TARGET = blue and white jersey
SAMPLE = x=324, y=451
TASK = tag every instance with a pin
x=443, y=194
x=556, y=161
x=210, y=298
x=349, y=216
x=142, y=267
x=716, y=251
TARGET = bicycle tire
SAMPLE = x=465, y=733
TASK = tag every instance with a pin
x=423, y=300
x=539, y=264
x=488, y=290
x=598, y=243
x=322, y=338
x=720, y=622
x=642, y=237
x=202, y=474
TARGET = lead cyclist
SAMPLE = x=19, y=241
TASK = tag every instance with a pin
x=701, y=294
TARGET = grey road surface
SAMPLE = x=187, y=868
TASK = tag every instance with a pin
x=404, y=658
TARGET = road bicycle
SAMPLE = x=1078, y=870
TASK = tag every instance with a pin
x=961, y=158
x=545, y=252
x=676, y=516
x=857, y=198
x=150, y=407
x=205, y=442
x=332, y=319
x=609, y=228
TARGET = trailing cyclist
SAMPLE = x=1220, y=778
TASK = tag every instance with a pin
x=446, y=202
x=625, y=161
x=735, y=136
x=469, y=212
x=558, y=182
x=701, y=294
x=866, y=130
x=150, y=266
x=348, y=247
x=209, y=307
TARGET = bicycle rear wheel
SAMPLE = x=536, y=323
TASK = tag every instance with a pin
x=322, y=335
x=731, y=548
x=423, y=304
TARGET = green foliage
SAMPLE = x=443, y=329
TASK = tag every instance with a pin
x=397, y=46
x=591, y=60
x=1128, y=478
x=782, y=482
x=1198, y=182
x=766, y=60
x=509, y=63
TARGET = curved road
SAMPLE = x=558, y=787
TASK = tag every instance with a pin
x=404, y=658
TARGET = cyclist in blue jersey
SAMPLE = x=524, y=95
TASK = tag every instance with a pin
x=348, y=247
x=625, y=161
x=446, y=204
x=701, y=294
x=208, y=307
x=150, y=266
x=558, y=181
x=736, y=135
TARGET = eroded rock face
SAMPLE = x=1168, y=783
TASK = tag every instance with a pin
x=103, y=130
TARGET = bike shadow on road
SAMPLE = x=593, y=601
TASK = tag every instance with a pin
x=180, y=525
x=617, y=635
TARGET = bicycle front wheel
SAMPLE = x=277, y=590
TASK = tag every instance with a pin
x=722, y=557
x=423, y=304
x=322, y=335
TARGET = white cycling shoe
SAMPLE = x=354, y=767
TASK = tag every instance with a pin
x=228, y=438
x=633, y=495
....
Task: Filter the records above, keeping each line that contains the word "bicycle".

Result for this exercise:
TARGET = bicycle tire
TARGET = road bicycle
TARGET = bicycle rear wheel
TARGET = bicycle front wheel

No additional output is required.